▶ [OBJECTIF DE L'EXERCICE]:
Recopiez le passage du texte sur la tarification hospitalière de "Attaques aux prestations" à "différentes institutions choisies.", en remplaçant "assureurs" par "caisses-maladie".

▶ [EXTRAIT DU TEXTE]:
Depuis la mise en place de Medicare aux USA dans les années 80, un système de tarification hospitalière par groupe de pathologies est issu de modèles du secteur industriel marchand. Fetter a créé le DRG (diagnosis related groups) pour évaluer la « production hospitalière » sur des standards homogènes avec une recherche du coût moyen par groupe (cost-weight). En donnant la priorité aux dimensions économiques, cette évaluation des prestations fait l’impasse sur la complexité des pathologies, sur la complexité des systèmes hospitaliers et sur les soins infirmiers dont il n’est pas tenu compte dans ce modèle. Ainsi, la« chaîne de production » hospitalière est analysée sur le mode industriel au sens strict, avec pour objectif la mise en concurrence des services offrant des prestations analogues.
Les hôpitaux suisses vont devoir se soumettre à ce nouveau système de financement, appelé APDRG (all patients DRG), mis en œuvre depuis quelques années à Zurich, à la SUVA et au CHUV, sous la pression de santésuisse. L’objectif est de mettre les services sous pression afin de réduire les coûts par patient. Les critères classiques comme la durée des séjours ont été constitutifs de cette nouvelle approche, sans tenir compte ni des ré-hospitalisations ni des complications après un séjour hôspitalier. De plus, ce système pousse au surcodage afin de justifier des séjours prolongés, sans rapport à la réalité clinique. A défaut de pouvoir introduire de façon plus directe la concurrence entre les prestataires de soins, cet outil va permettre aux assureurs de choisir leurs partenaires si la suppression de l’obligation de contracter leur laisse le champ libre. A Genève, ce changement est introduit aux HUG pour 2007.
Attaques aux prestations et aux conditions de travail
Cette mesure fait partie du menu de la révision en cours de la LAMal. Elle vise a donner aux seuls assureurs le contrôle du financement des prestations hospitalières, les subventions cantonales leur étant « confiées ». Les débats sont en cours au niveau parlementaire où se négocie une introduction progressive de ce nouveau système, avec le palier dit « dual fixe » pour le financement (répartition égale de 50% entre pouvoirs publics et assureurs). A terme, santésuisse revendique le pilotage de tout le système, avec la mise en place de contrats de prestations avec les différentes institutions choisies.

▶ [DOCUMENTS FOURNIS]:
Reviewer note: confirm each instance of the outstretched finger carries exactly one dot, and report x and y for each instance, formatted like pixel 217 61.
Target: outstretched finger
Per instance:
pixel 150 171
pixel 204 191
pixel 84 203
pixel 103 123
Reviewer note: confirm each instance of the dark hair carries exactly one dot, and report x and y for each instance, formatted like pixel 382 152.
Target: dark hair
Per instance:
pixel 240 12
==
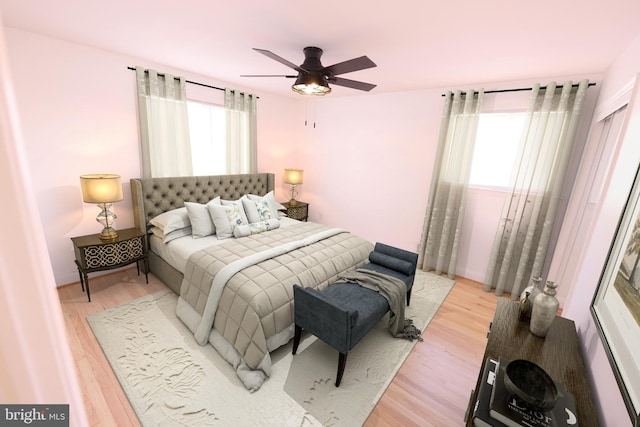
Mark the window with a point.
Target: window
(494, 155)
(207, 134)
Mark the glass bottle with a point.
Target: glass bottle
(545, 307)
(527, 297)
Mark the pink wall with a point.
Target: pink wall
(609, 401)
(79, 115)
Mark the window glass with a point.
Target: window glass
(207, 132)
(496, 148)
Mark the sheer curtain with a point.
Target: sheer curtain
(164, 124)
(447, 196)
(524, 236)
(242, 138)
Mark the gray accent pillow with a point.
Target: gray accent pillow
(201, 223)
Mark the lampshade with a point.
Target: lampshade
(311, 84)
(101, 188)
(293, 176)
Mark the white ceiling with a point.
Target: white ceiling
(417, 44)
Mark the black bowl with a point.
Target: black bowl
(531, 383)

▶ [ESPACE DE RÉPONSE]:
Attaques aux prestations et aux conditions de travail
Cette mesure fait partie du menu de la révision en cours de la LAMal. Elle vise a donner aux seuls caisses-maladie le contrôle du financement des prestations hospitalières, les subventions cantonales leur étant « confiées ». Les débats sont en cours au niveau parlementaire où se négocie une introduction progressive de ce nouveau système, avec le palier dit « dual fixe » pour le financement (répartition égale de 50% entre pouvoirs publics et caisses-maladie). A terme, santésuisse revendique le pilotage de tout le système, avec la mise en place de contrats de prestations avec les différentes institutions choisies.